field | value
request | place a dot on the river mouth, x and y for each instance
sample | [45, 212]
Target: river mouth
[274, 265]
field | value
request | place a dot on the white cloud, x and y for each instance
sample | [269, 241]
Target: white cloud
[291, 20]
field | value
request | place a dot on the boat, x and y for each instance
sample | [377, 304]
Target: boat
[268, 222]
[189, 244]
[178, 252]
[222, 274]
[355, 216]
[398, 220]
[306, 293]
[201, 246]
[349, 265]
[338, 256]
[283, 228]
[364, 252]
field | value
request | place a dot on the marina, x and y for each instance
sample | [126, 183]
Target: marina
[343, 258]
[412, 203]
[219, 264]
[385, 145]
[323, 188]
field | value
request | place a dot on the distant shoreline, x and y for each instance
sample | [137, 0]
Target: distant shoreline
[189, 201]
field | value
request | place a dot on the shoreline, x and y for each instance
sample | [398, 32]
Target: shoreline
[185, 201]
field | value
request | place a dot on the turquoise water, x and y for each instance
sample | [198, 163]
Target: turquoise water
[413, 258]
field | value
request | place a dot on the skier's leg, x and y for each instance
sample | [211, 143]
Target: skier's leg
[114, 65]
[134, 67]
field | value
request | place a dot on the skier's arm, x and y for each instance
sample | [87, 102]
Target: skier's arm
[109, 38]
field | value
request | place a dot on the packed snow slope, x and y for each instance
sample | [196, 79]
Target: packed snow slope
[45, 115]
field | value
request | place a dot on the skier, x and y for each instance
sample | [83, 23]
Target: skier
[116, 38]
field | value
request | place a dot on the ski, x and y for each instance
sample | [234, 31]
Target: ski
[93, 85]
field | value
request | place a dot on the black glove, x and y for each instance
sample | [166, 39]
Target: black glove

● **Exercise task**
Return the listing above word for word.

● **Problem solution**
field | value
request | place a dot on the river mouth, x and y for each instance
sample | [45, 212]
Target: river mouth
[274, 265]
field | value
request | place a dot on the white cloud, x and y for each instance
sample | [269, 241]
Target: white cloud
[291, 20]
field | value
request | place a dot on the boat, x and y for each instance
sample | [377, 304]
Target: boat
[268, 222]
[189, 244]
[178, 252]
[222, 274]
[355, 216]
[398, 220]
[306, 293]
[201, 246]
[349, 265]
[338, 256]
[283, 228]
[364, 252]
field | value
request | place a dot on the marina, x and y for each instance
sample | [126, 183]
Target: marina
[343, 258]
[412, 203]
[219, 264]
[385, 145]
[323, 188]
field | value
request | place a dot on the distant shoreline, x and y for each instance
sample | [137, 0]
Target: distant shoreline
[189, 201]
field | value
request | place a dot on the shoreline, x and y for each instance
sample | [398, 32]
Target: shoreline
[185, 201]
field | value
request | place a dot on the turquoise water, x and y for each instance
sample | [198, 163]
Target: turquoise water
[413, 258]
field | value
request | place a dot on the skier's leg, x and y for each instance
sample | [211, 143]
Target: skier's leg
[114, 65]
[134, 67]
field | value
request | place a dot on the skier's arm, x and y for each instance
sample | [87, 102]
Target: skier's arm
[109, 38]
field | value
request | place a dot on the packed snow slope, x and y for each instance
sample | [196, 79]
Target: packed snow slope
[45, 115]
field | value
request | place a dot on the skier, x and y for each instance
sample | [83, 23]
Target: skier
[116, 38]
field | value
request | place a dot on the ski, x and y for each instance
sample | [234, 31]
Target: ski
[93, 85]
field | value
request | place a dot on the black glove, x and y for each instance
sample | [166, 39]
Target: black glove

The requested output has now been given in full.